• Your assignment: Locate every line in the entries below that contains the string "then" and copy each of those lines in full. Case counts when matching.

BEGIN Information provided

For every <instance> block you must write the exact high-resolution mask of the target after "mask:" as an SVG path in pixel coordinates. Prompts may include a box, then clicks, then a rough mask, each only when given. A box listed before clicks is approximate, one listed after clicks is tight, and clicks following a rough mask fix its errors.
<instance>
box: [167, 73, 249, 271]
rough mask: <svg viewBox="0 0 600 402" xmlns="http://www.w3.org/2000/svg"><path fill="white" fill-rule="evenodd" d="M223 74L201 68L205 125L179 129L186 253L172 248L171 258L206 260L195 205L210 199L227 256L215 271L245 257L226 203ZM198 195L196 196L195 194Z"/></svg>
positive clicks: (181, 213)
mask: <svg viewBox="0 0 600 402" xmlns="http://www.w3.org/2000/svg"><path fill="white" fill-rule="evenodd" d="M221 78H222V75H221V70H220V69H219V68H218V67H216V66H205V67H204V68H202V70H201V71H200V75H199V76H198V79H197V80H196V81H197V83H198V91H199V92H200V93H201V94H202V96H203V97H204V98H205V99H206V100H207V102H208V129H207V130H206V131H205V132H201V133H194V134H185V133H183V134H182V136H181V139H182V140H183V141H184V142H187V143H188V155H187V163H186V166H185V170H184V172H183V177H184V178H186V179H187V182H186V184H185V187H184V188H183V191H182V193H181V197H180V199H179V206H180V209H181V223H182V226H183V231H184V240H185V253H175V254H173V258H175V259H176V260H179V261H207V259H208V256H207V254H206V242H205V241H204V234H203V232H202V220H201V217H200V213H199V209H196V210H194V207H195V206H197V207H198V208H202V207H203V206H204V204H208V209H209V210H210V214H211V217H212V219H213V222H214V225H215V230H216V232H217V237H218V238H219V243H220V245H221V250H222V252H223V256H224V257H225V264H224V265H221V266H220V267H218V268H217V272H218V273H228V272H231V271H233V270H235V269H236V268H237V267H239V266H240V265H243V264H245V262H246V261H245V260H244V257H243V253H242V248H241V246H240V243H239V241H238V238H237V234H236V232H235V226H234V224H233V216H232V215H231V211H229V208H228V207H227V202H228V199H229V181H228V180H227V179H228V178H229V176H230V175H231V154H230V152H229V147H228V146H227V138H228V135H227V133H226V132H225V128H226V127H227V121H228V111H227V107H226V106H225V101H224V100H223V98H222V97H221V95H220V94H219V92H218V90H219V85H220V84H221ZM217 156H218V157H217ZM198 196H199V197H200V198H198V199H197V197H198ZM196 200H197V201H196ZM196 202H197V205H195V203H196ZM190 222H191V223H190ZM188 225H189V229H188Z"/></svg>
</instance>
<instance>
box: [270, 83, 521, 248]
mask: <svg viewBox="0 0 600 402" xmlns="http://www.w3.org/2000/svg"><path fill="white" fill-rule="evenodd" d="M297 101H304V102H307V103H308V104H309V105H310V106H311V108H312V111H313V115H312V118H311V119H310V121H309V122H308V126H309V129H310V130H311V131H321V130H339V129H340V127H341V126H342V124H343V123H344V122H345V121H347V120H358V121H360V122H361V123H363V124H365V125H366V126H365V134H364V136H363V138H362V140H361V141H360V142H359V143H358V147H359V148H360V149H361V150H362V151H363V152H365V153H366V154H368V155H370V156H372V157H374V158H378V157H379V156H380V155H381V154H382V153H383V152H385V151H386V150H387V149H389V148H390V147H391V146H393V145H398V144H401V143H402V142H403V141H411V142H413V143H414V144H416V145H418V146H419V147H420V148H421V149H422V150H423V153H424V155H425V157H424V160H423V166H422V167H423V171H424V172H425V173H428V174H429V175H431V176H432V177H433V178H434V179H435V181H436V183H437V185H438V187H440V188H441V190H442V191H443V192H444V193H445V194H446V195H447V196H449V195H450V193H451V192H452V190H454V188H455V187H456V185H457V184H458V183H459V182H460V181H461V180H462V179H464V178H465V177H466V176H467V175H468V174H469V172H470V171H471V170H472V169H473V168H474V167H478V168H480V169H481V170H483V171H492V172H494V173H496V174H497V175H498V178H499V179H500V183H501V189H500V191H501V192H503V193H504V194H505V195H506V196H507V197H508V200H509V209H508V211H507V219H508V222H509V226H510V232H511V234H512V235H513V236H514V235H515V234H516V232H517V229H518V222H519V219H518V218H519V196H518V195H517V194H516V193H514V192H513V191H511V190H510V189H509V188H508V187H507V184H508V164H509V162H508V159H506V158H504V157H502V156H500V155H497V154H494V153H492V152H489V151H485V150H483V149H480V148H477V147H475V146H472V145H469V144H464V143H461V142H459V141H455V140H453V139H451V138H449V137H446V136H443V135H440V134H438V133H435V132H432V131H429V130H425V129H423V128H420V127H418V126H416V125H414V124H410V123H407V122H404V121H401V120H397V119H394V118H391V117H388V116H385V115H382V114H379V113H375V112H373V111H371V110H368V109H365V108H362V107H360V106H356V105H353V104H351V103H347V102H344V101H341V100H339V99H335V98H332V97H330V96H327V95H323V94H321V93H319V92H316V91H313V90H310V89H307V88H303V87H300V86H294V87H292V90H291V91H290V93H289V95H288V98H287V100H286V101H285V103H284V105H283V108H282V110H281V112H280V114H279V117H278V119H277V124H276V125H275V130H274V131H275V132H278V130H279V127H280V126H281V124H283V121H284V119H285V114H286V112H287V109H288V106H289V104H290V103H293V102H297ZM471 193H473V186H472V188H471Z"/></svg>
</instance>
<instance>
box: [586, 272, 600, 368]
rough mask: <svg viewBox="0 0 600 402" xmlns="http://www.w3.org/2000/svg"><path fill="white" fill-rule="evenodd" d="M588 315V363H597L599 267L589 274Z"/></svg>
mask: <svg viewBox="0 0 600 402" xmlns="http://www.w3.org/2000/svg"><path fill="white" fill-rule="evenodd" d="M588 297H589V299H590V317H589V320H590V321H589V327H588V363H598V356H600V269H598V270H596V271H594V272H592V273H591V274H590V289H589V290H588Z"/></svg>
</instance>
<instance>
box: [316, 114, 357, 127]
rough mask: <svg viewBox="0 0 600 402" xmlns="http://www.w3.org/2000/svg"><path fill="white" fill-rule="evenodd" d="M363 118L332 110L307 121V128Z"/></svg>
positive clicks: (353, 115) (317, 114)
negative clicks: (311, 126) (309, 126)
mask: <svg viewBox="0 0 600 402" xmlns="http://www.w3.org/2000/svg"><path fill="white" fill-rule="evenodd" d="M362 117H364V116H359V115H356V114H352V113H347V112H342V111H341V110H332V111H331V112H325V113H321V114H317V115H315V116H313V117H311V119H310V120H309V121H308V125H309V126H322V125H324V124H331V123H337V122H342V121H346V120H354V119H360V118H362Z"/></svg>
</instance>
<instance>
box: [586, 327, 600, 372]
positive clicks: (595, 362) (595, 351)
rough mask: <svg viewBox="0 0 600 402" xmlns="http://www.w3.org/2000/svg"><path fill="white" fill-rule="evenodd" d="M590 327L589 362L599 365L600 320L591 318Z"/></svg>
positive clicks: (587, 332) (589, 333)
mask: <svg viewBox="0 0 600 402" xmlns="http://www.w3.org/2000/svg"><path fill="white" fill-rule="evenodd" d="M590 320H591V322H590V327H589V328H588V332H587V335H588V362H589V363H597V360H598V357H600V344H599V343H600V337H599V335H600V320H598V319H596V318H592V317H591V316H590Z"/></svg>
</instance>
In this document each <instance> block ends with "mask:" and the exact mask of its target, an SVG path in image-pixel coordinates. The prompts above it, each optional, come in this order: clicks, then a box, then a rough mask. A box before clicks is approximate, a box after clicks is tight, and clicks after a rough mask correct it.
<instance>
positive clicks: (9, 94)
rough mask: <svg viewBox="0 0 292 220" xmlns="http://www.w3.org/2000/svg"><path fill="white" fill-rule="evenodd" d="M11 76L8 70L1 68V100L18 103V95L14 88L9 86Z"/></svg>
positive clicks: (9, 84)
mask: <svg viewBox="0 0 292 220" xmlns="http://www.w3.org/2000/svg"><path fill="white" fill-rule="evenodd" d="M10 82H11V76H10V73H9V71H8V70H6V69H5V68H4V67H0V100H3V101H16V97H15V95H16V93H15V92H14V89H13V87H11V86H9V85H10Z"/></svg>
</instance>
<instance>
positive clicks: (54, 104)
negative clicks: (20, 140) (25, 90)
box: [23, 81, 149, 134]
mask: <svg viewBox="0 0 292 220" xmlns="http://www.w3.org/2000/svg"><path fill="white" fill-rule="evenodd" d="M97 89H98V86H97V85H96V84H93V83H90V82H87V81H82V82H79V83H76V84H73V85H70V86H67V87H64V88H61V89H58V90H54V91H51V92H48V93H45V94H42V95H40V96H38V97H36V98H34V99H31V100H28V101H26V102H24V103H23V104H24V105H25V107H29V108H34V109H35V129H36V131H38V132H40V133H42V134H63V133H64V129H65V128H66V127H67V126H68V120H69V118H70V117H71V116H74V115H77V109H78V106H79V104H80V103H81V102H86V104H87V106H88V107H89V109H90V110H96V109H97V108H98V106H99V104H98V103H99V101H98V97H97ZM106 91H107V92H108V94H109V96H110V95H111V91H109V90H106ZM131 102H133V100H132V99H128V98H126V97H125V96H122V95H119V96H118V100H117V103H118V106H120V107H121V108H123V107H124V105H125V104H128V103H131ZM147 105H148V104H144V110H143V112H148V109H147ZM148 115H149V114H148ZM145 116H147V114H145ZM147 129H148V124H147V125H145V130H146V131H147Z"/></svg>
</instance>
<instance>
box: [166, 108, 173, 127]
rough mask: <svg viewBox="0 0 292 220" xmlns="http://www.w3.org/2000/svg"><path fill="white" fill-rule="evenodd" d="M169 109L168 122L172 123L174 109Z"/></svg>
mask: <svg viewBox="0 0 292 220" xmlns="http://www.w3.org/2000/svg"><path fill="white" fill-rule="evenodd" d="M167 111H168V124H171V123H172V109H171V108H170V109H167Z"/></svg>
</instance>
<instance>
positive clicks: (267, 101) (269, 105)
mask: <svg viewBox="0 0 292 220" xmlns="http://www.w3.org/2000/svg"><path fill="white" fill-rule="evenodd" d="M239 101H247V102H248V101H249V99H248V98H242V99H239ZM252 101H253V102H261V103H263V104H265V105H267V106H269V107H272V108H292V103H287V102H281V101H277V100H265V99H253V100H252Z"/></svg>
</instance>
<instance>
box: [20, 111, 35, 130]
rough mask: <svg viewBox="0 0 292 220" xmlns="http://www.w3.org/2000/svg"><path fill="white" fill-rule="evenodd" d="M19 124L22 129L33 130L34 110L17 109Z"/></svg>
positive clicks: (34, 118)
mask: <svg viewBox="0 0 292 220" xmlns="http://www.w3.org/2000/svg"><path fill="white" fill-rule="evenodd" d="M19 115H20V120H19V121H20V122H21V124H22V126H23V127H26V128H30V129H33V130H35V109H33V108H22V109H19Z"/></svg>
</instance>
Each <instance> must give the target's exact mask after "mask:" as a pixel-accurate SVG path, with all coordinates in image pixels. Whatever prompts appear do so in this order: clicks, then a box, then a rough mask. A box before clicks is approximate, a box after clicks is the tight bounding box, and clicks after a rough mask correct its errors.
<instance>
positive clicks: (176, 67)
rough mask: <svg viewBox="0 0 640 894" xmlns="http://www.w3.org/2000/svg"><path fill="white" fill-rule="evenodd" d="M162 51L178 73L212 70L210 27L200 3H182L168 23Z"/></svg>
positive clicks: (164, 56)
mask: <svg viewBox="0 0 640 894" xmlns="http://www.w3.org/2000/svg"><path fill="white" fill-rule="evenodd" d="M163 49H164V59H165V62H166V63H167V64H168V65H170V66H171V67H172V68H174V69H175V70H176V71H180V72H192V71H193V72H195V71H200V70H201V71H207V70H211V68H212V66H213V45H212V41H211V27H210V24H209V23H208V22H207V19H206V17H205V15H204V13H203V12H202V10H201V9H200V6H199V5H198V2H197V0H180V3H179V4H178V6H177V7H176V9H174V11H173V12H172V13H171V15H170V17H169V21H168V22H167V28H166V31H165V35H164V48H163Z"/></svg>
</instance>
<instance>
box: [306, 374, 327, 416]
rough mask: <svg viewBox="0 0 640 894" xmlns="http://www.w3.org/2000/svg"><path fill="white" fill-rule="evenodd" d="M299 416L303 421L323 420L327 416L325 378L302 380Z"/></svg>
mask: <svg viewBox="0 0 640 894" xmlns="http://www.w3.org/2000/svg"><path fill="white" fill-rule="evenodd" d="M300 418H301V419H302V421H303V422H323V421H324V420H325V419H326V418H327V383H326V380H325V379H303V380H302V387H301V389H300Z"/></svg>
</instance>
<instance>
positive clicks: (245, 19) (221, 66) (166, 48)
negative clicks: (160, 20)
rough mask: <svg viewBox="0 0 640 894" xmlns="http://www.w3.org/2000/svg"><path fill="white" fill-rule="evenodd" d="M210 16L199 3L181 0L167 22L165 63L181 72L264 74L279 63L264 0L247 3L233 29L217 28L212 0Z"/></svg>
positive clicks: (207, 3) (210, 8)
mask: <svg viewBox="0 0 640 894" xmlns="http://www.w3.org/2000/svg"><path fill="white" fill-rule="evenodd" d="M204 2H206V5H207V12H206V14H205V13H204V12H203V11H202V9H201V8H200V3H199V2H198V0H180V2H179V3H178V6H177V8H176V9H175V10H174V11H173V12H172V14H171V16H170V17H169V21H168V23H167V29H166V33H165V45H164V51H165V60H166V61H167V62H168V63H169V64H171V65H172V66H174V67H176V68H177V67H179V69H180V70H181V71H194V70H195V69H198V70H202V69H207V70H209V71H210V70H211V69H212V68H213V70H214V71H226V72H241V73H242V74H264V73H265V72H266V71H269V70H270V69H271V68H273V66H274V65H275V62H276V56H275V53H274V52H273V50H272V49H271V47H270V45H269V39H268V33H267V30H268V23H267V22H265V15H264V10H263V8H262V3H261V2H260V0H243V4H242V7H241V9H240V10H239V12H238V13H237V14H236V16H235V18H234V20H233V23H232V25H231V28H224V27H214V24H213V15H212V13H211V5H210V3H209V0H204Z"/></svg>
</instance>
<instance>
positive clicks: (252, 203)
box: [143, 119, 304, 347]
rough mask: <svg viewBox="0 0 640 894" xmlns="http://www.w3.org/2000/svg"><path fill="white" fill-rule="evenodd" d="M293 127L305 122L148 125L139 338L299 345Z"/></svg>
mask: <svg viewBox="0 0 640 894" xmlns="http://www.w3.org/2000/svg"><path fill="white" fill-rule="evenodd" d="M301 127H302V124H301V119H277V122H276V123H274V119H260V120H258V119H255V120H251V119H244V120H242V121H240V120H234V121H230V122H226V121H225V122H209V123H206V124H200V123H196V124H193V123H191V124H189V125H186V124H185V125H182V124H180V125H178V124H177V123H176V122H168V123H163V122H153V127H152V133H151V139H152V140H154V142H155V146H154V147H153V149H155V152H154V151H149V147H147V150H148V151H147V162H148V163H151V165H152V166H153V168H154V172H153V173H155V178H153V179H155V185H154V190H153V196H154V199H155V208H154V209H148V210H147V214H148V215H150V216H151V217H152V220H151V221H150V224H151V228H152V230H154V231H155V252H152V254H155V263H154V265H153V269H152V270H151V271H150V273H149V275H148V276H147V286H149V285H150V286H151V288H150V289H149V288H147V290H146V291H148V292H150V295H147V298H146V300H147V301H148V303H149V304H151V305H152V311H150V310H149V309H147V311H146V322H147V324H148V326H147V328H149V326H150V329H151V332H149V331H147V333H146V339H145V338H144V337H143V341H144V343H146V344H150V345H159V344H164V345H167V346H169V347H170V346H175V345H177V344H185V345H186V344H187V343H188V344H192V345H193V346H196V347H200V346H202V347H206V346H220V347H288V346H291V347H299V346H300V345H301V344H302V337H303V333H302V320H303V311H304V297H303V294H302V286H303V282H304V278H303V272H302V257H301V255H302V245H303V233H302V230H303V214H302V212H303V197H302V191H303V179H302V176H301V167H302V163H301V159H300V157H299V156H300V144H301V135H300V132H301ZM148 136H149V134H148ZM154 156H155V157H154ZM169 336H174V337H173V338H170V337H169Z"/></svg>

END Information provided

• Finished task:
For every <instance> block you must write the exact high-resolution mask of the target after "mask:" as an SVG path in pixel coordinates. Prompts may include a box, then clicks, then a rough mask, each only when given. A box listed before clicks is approximate, one listed after clicks is tight, and clicks following a rough mask fix its errors.
In this document each <instance> block ends with "mask:" and the exact mask of its target, an SVG path in image-pixel coordinates. The prompts above it, each optional, come in this order: clicks, then a box, then a rough mask. A box before clicks is approximate, a box after clicks is tight, and clicks after a rough mask correct it.
Each <instance> must give the target's exact mask after "mask:" as a pixel-accurate SVG path, with all coordinates in image pixels. Whatever prompts appear do so in this order: clicks, then a box, then a rough mask. A box before clicks is approximate, a box after clicks is the tight bounding box, and clicks after a rough mask correct its errors.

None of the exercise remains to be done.